**Texto mostrado**
#####

Tras la debacle hipotecaria de 2008 y la obligada reconversión subsiguiente de la máquina de succión de riqueza social que representa el sector inmobiliario hacia la extracción de rentas del alquiler, en el año 2017 surgieron los primeros Sindicatos de Inquilinos en España. Comienza entonces la nueva fase del movimiento de vivienda, tras la hegemonía de la lucha contra los desahucios hipotecarios, encabezada por la PAH, en el periodo inmediatamente posterior a la explosión de la burbuja inmobiliaria.

El 12 de mayo de 2017 se celebró la presentación en sociedad del Sindicato de Inquilinas de Barcelona. “La defensa del derecho a la vivienda y a un alquiler asequible, estable, seguro y digno” constituirían, según su manifiesto fundacional, sus propósitos fundamentales. La formación de un parque público de alquiler social; la exigencia de la bajada de los alquileres y la estabilidad de los contratos; la reforma de la neoliberal Ley de Arrendamientos Urbanos y la regulación estricta del alquiler de temporada, turístico y de habitaciones; y el asesoramiento y la defensa de los afectados por los “desahucios invisibles”, causados por las subidas exorbitantes perpetradas “a sangre fría” por los desalmados rentistas, representan sus principales reivindicaciones y ejes de actuación.

Los procesos de “negociación por bloques” con propietarios de edificios enteros, generalmente fondos buitres, grandes bancos o la SAREB -el siniestro “banco malo”-, con el objetivo de evitar la expulsión “silenciosa” de los vecinos buscando soluciones conjuntas en pos de lograr la renovación de los contratos sin subidas desorbitadas; y el recurso último a la huelga de alquileres, como vía de presión y acto de desobediencia colectiva para luchar contra las cláusulas abusivas y negociar una mejora de las condiciones con el renuente propietario, constituyen sus principales estrategias de lucha sindical en defensa de los desvalidos arrendatarios. Y se ha de resaltar el éxito obtenido -a costa de arrostrar la dureza de la represión jurídico-policial, al amparo de la ominosa Ley Mordaza- en algunos procesos de expulsión masiva de inquilinos y de paralización de desahucios, atajados gracias a la presión sindical y al coraje de los colectivos de vecinos, que logran arrancar al fondo buitre de turno alquileres asequibles y contratos estables. Lo cual representa, por otro lado, la prueba palpable de que, ante la imposibilidad manifiesta de lograr cambios estructurales, que alteren realmente la “relación de fuerzas” a favor del arrendatario frente al todopoderoso bloque propietario, la resistencia y la organización de los afectados por la violencia inmobiliaria resultan las únicas vías para lograr resultados tangibles.

#####

**Datos proporcionados**

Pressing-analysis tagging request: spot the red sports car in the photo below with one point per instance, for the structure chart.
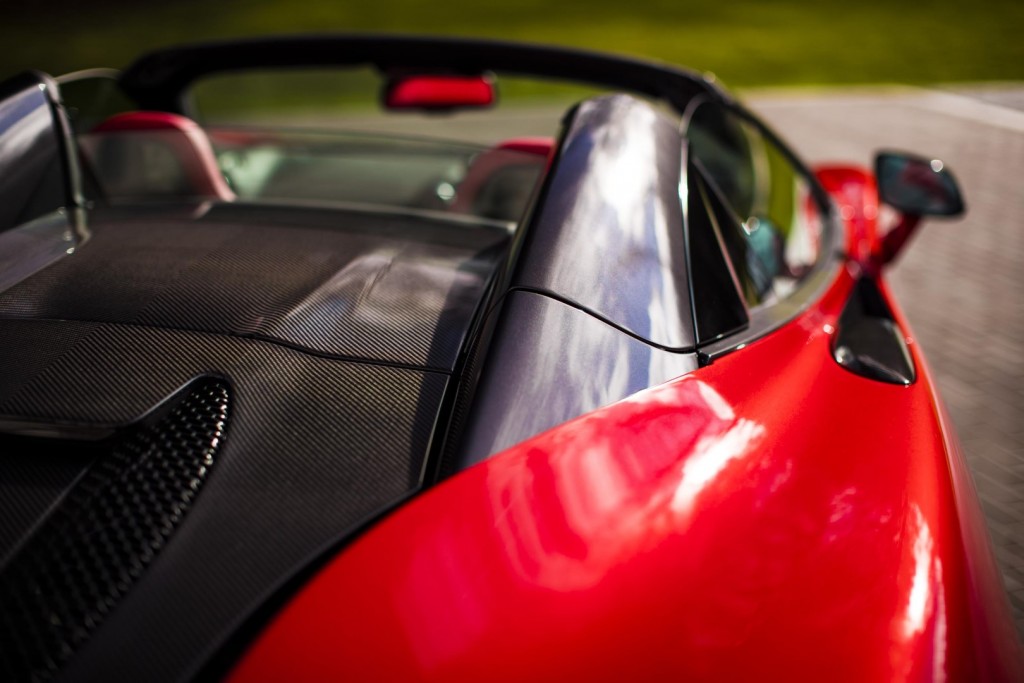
(401, 358)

#####

**Tu objetivo**
Explica en una a tres oraciones con qué objetivo llevan a cabo los Sindicatos de Inquilinos, según el texto mostrado, los procesos de “negociación por bloques”.

**Respuesta completa**
Los sindicatos negocian por bloques con los propietarios de edificios enteros, generalmente fondos buitres, grandes bancos o la SAREB. Su objetivo es evitar la expulsión “silenciosa” de los vecinos. Para ello buscan soluciones conjuntas que permitan renovar los contratos sin subidas desorbitadas.